══ TASK INPUTS
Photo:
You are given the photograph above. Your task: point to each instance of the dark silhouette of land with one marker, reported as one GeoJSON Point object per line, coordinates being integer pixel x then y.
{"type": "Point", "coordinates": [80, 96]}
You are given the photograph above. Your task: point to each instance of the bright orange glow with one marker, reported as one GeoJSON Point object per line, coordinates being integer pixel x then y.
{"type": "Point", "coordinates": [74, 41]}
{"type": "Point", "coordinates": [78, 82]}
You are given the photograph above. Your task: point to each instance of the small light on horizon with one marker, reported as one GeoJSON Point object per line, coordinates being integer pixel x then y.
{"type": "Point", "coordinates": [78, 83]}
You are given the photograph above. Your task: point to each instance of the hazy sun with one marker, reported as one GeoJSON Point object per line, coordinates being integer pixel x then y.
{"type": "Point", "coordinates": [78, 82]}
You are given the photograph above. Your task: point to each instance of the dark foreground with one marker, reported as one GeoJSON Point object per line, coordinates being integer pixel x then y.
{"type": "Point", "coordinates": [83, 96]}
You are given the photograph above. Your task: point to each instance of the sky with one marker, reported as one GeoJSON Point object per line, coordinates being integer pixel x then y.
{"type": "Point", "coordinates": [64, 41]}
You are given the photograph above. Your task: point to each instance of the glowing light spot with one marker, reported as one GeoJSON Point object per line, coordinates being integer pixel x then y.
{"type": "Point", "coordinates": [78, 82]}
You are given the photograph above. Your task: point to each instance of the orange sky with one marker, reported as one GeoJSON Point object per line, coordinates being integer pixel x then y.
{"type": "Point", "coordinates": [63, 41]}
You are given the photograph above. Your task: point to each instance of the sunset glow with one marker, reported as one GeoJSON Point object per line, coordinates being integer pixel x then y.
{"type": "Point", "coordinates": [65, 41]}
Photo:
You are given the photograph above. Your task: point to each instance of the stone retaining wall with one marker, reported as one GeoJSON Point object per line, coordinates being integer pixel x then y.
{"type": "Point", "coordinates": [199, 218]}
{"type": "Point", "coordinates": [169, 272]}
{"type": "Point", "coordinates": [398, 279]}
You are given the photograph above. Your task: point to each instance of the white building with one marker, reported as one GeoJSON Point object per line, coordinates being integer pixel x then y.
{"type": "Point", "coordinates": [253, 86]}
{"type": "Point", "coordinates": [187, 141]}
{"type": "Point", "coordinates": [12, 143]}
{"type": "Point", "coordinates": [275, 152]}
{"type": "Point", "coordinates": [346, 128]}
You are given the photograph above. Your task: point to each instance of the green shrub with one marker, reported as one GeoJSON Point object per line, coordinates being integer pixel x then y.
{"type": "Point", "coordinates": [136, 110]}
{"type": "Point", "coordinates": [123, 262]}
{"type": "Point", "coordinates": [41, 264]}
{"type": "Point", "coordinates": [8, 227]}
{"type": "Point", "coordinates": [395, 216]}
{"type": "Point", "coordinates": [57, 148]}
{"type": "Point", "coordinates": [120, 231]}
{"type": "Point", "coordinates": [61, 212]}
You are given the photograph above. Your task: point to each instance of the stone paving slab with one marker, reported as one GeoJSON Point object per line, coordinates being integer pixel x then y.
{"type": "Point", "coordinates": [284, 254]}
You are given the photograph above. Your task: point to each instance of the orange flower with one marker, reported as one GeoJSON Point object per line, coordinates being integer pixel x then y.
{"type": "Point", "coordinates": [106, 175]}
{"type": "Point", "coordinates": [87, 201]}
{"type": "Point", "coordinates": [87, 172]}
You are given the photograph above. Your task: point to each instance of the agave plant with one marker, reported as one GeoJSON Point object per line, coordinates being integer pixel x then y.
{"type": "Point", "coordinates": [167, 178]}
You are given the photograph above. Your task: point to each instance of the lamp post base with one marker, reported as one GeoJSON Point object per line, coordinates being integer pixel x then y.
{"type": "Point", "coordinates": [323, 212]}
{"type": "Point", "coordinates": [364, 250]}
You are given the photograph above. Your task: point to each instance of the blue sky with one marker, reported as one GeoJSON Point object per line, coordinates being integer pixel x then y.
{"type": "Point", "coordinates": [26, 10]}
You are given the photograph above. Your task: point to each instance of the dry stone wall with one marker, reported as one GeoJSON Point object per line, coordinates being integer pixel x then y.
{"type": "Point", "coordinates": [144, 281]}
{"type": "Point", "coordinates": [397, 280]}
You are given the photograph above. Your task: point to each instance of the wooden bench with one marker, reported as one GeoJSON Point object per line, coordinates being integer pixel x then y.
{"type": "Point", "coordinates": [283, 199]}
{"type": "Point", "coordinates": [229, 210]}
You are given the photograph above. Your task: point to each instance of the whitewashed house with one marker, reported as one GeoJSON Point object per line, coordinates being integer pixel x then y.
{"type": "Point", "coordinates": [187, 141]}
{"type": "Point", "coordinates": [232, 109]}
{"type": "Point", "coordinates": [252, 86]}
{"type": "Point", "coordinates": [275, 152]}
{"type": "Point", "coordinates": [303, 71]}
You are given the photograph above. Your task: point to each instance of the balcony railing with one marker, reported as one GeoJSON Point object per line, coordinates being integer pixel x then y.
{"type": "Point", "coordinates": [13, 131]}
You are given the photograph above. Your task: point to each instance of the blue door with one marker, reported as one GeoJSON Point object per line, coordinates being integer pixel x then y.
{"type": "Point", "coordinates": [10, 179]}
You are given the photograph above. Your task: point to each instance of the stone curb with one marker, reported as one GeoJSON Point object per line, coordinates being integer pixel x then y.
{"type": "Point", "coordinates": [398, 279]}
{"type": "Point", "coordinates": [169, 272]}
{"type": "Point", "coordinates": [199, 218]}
════
WRITTEN PROBLEM
Return the listing above in full, character for character.

OUTPUT FOR THIS EXERCISE
Photo:
You are given the photograph above. Your task: point to each instance of the dark silhouette of land with one marker, reported as one GeoJSON Point object per line, coordinates being integer pixel x then y.
{"type": "Point", "coordinates": [80, 96]}
You are given the photograph above. Your task: point to each instance of the bright orange glow with one marker, reported as one GeoJSON Point object per line, coordinates being integer pixel x then y.
{"type": "Point", "coordinates": [74, 41]}
{"type": "Point", "coordinates": [78, 82]}
You are given the photograph above. Your task: point to each instance of the small light on horizon with one marker, reported as one GeoJSON Point object per line, coordinates being integer pixel x then y.
{"type": "Point", "coordinates": [78, 83]}
You are given the photograph above. Your task: point to each instance of the hazy sun with one marker, reported as one GeoJSON Point object per line, coordinates being integer pixel x then y.
{"type": "Point", "coordinates": [78, 82]}
You are given the photograph above. Your task: point to each instance of the dark foreground with one marker, reported as one GeoJSON Point object per line, coordinates being integer pixel x then y.
{"type": "Point", "coordinates": [83, 96]}
You are given the photograph above. Your task: point to each instance of the sky with one marker, reported as one GeoJSON Point object per line, coordinates being integer pixel x then y.
{"type": "Point", "coordinates": [64, 41]}
You are given the photograph above. Your task: point to each instance of the glowing light spot with one marker, reported as one GeoJSON Point object per line, coordinates being integer pixel x then y.
{"type": "Point", "coordinates": [78, 82]}
You are given the photograph above. Your task: point to each instance of the orange sky with one marker, reported as one GeoJSON Point object per line, coordinates being integer pixel x then y.
{"type": "Point", "coordinates": [63, 41]}
You are given the photograph above. Your task: point to each instance of the sunset glow with one marker, reported as one GeoJSON Point object per line, coordinates being integer pixel x then y.
{"type": "Point", "coordinates": [65, 41]}
Photo:
You are given the photograph above. Your task: point to each instance of the stone retaining wall with one marker, reported as one GeoJSON Point object per line, coordinates being integer pixel x then y.
{"type": "Point", "coordinates": [199, 218]}
{"type": "Point", "coordinates": [169, 272]}
{"type": "Point", "coordinates": [398, 279]}
You are given the photograph above. Your task: point to each instance of the white building with one marker, reported as one GeoJSON Point object per line, coordinates being integer pixel x then y.
{"type": "Point", "coordinates": [253, 86]}
{"type": "Point", "coordinates": [187, 141]}
{"type": "Point", "coordinates": [12, 143]}
{"type": "Point", "coordinates": [275, 152]}
{"type": "Point", "coordinates": [346, 128]}
You are given the photograph above. Your task: point to each instance of the green shrub with one marker, reported as one GeoJSON Point object per line, coordinates being integer pixel x then y.
{"type": "Point", "coordinates": [136, 110]}
{"type": "Point", "coordinates": [123, 262]}
{"type": "Point", "coordinates": [41, 264]}
{"type": "Point", "coordinates": [8, 227]}
{"type": "Point", "coordinates": [395, 216]}
{"type": "Point", "coordinates": [57, 148]}
{"type": "Point", "coordinates": [120, 231]}
{"type": "Point", "coordinates": [61, 212]}
You are given the photograph above. Your task: point to each instance of the stone paving slab with one marker, reported as one GeoJSON Point object per line, coordinates being integer pixel x then y.
{"type": "Point", "coordinates": [284, 254]}
You are given the photograph above. Your task: point to each instance of the orange flower with one marker, reported as one GeoJSON Point object per line, coordinates being integer pixel x then y.
{"type": "Point", "coordinates": [106, 175]}
{"type": "Point", "coordinates": [87, 201]}
{"type": "Point", "coordinates": [87, 172]}
You are given the photograph above. Your task: point to each instance of the agave plant with one marker, reported as one GeoJSON Point object per line, coordinates being integer pixel x then y.
{"type": "Point", "coordinates": [167, 178]}
You are given the photograph above. Your task: point to each instance of the lamp post base with one marker, reported as one GeoJSON Point object per line, coordinates being integer pixel x then y.
{"type": "Point", "coordinates": [323, 212]}
{"type": "Point", "coordinates": [364, 250]}
You are given the photograph above. Your task: point to each instance of the blue sky with one marker, reported as one GeoJSON Point object per line, coordinates being integer pixel x then y.
{"type": "Point", "coordinates": [26, 10]}
You are given the photograph above. Your task: point to each instance of the dry stone wall with one marker, reported as one GeoJSON Point object per line, coordinates being integer pixel x then y.
{"type": "Point", "coordinates": [144, 281]}
{"type": "Point", "coordinates": [397, 280]}
You are given the photograph above. Your task: point to each instance of the wooden bench with one marker, reported as one GeoJSON Point object per line, coordinates being integer pixel x then y.
{"type": "Point", "coordinates": [283, 199]}
{"type": "Point", "coordinates": [229, 210]}
You are given the photograph above. Your task: point to each instance of the whitewashed house with one marker, reported as one GeoJSON Point object per line, coordinates being integer pixel x then y.
{"type": "Point", "coordinates": [187, 141]}
{"type": "Point", "coordinates": [232, 109]}
{"type": "Point", "coordinates": [252, 86]}
{"type": "Point", "coordinates": [275, 152]}
{"type": "Point", "coordinates": [303, 71]}
You are given the photograph above. Your task: point to each instance of the balcony railing with one marker, reported as one GeoJSON Point object per line, coordinates being integer pixel x then y.
{"type": "Point", "coordinates": [13, 131]}
You are given the photograph above. Your task: point to each instance of the blue door with one marker, reported as one GeoJSON Point object per line, coordinates being integer pixel x then y.
{"type": "Point", "coordinates": [10, 179]}
You are given the photograph above. Your task: point to each instance of the stone curb with one marker, reported as one GeoJSON Point object per line, coordinates being integer pixel x then y.
{"type": "Point", "coordinates": [398, 279]}
{"type": "Point", "coordinates": [169, 272]}
{"type": "Point", "coordinates": [199, 218]}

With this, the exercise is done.